→ **What needs to be done**
Where in the records does the word "center" occur? Copy each line in which it does.

→ **Excerpted data**
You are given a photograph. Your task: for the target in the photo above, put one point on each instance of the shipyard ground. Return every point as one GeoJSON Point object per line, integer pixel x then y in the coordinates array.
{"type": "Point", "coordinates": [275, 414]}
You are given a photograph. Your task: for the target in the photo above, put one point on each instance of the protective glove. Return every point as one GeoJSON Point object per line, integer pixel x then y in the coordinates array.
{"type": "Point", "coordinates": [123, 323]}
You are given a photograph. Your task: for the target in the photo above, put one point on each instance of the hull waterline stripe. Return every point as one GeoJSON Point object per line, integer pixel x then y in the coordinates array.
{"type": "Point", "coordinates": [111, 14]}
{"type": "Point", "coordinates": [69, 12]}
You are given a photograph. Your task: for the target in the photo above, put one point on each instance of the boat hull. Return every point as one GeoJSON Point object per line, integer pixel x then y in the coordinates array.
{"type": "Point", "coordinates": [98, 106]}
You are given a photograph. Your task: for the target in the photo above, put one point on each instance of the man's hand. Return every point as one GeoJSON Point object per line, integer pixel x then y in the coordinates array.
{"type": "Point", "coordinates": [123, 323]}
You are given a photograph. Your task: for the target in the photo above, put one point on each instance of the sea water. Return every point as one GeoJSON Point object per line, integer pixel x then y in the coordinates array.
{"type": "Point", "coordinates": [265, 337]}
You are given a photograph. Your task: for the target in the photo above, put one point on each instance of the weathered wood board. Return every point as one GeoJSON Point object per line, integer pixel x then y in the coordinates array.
...
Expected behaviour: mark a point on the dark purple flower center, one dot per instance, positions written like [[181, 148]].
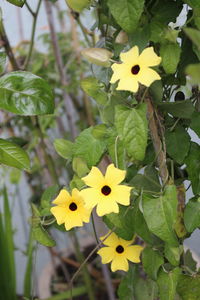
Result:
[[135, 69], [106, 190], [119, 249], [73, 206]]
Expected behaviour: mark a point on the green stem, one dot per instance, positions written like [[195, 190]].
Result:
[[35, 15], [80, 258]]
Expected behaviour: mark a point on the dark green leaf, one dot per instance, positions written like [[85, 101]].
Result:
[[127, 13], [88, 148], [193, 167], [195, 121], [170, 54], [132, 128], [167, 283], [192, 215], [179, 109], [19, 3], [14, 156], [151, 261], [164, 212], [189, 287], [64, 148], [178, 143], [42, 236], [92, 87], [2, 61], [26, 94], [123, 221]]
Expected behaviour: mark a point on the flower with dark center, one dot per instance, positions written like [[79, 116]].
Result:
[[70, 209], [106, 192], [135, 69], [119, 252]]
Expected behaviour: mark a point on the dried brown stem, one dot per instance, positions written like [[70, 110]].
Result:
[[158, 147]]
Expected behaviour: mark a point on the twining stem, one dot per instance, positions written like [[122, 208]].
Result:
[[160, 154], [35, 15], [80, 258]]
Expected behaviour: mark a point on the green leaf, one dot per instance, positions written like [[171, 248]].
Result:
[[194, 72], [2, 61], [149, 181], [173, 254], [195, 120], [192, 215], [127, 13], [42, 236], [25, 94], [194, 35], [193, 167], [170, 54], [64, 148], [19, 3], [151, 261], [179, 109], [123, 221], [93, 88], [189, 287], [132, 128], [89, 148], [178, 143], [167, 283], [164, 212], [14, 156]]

→ **Your solution**
Expected behaviour: mark a point on the dark purple flower center, one dot per instance, positions written like [[181, 148]].
Expected behaviour: mark a point on the flower with dark center, one dot per instance, positions written like [[79, 116]].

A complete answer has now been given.